- [WHAT TO PRODUCE]:
Set out the records again, keeping every word as it is.

Top of PROVIDED ENTRIES

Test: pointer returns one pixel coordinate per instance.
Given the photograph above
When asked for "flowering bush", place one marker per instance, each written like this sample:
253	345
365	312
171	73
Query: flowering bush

Bottom of PROVIDED ENTRIES

- [SOLUTION]:
Test: pointer returns one pixel coordinate per instance.
Given the photograph above
When asked for "flowering bush", place one marker per instance, each written like this sample:
253	345
365	312
171	73
Query: flowering bush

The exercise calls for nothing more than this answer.